### WORK INSTRUCTIONS
a) List every advocate named in the court ruling on the non-compete fee.
b) Answer these questions from the court ruling on the non-compete fee:
(i) In which court was the case heard?
(ii) What was M/s Eicher Limited previously called?
(iii) How much was the amount that there was nothing to show had been drawn out of the capital of the Assessee?
c) Copy out the stretch of the court ruling on the non-compete fee from "AIT Head Note: The" through "capital expenditure.(Para 17)".

### GIVEN TEXT

<<<<

Payment of noncompete fee by the Assessee was a business expenditure and not a capital expenditure
April, 16th 2008

IN THE HIGH COURT OF DELHI AT NEW DELHI
ITA No. of 1094/2006

Commissioner of Income Tax,
Delhi-IV, New Delhi. Appellant
Through Mrs. P.L. Bansal, Adv.
Versus
M/s Eicher Limited,
(Previously Royal Enfield Motors Ltd.)
12, Commercial Complex, Masjid Moth, G.K.-II, New Delhi-110048. Respondent
Through Mr. Ajay Vohra with Ms. Kavita Jha, Advs.

Coram: MR. JUSTICE MADAN B. LOKUR and MR. JUSTICE V.B. GUPTA

AIT Head Note: The Assessee did not acquire any capital asset by making the payment of non-compete fee. It merely eliminated competition in the two wheeler business, for a while. From the record, it is not clear how long the restrictive covenant was to last, but it was neither permanent nor ephemeral. In that sense, the advantage was not of an enduring nature. There is also nothing to show that the amount of Rs. 4 crores was drawn out of the capital of the Assessee. On a cumulative appreciation of these facts, it must be held that the CIT (A) and the Tribunal did not err in concluding that the payment of non­compete fee by the Assessee was a business expenditure and not a capital expenditure.(Para 17)

MADAN B. LOKUR, J.

>>>>

[Dataset rows on where objects appear]

<<<<

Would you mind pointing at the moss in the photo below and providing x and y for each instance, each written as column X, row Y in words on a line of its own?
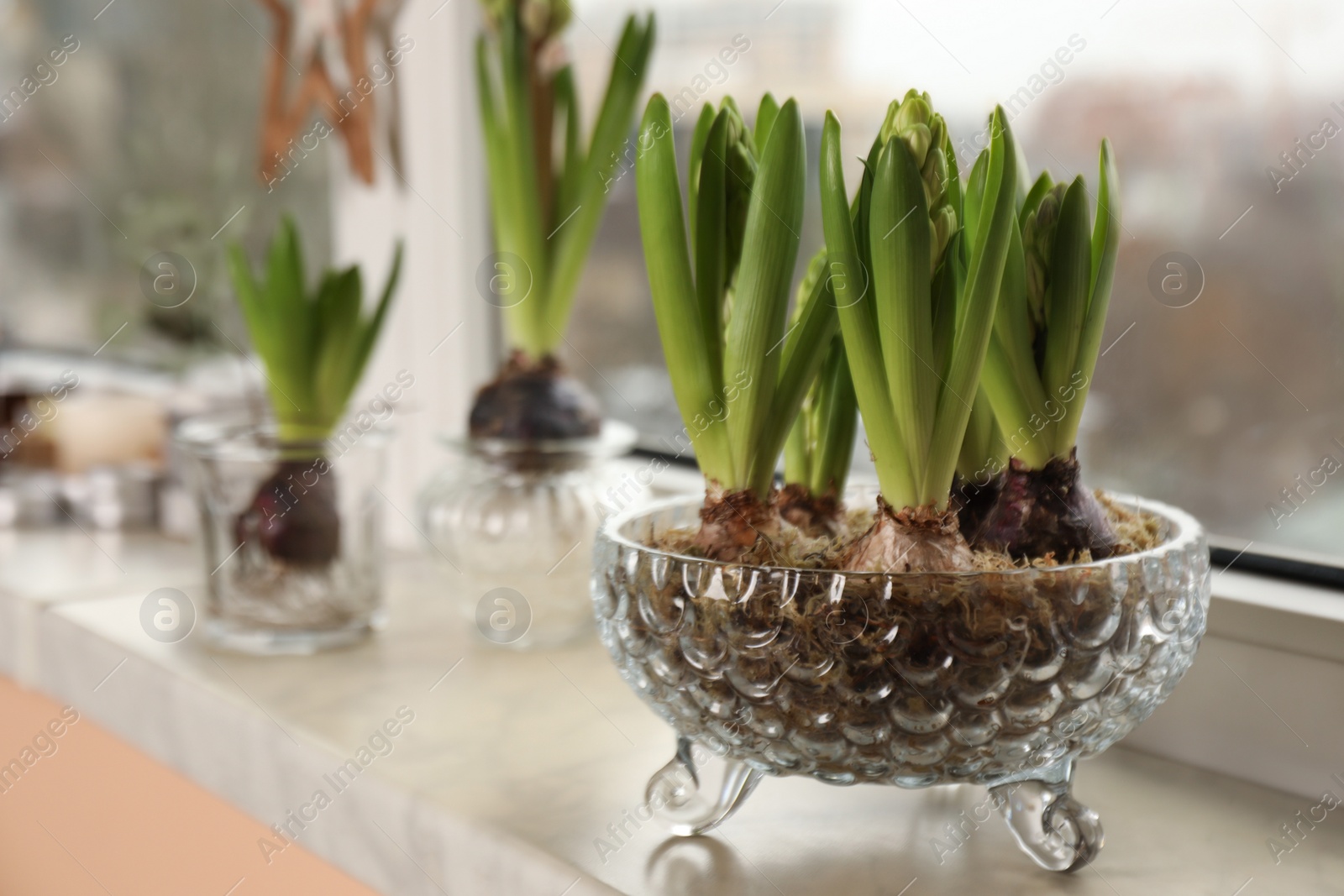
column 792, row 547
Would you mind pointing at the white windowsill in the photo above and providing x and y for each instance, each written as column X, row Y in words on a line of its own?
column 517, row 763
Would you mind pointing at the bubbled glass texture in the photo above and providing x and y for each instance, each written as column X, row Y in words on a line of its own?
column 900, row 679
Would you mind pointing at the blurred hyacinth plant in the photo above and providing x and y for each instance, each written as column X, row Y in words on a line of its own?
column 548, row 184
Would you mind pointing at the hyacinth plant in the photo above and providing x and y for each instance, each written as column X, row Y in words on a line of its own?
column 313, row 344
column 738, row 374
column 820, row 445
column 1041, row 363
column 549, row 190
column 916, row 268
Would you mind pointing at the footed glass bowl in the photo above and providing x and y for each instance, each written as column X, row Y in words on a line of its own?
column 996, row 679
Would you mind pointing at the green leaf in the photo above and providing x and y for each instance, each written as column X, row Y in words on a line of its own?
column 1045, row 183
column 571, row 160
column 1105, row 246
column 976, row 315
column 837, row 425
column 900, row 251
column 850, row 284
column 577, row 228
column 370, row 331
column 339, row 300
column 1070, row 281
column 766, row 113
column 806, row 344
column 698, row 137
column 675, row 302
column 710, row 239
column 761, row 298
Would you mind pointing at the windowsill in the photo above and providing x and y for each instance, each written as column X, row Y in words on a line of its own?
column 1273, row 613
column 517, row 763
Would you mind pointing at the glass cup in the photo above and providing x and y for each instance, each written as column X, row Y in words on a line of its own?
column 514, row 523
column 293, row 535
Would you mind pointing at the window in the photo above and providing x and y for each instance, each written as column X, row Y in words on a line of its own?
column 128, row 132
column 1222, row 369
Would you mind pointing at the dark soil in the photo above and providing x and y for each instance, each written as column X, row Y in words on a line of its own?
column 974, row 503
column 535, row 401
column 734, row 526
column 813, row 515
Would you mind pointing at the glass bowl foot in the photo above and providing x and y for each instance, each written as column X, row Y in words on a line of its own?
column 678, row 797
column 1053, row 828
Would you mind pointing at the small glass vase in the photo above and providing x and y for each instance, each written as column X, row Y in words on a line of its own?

>>>>

### EXPECTED ANSWERS
a)
Mrs. P.L. Bansal
Mr. Ajay Vohra
Ms. Kavita Jha

b)
(i) The High Court of Delhi at New Delhi
(ii) Royal Enfield Motors Ltd.
(iii) Rs. 4 crores

c)
AIT Head Note: The Assessee did not acquire any capital asset by making the payment of non-compete fee. It merely eliminated competition in the two wheeler business, for a while. From the record, it is not clear how long the restrictive covenant was to last, but it was neither permanent nor ephemeral. In that sense, the advantage was not of an enduring nature. There is also nothing to show that the amount of Rs. 4 crores was drawn out of the capital of the Assessee. On a cumulative appreciation of these facts, it must be held that the CIT (A) and the Tribunal did not err in concluding that the payment of non­compete fee by the Assessee was a business expenditure and not a capital expenditure.(Para 17)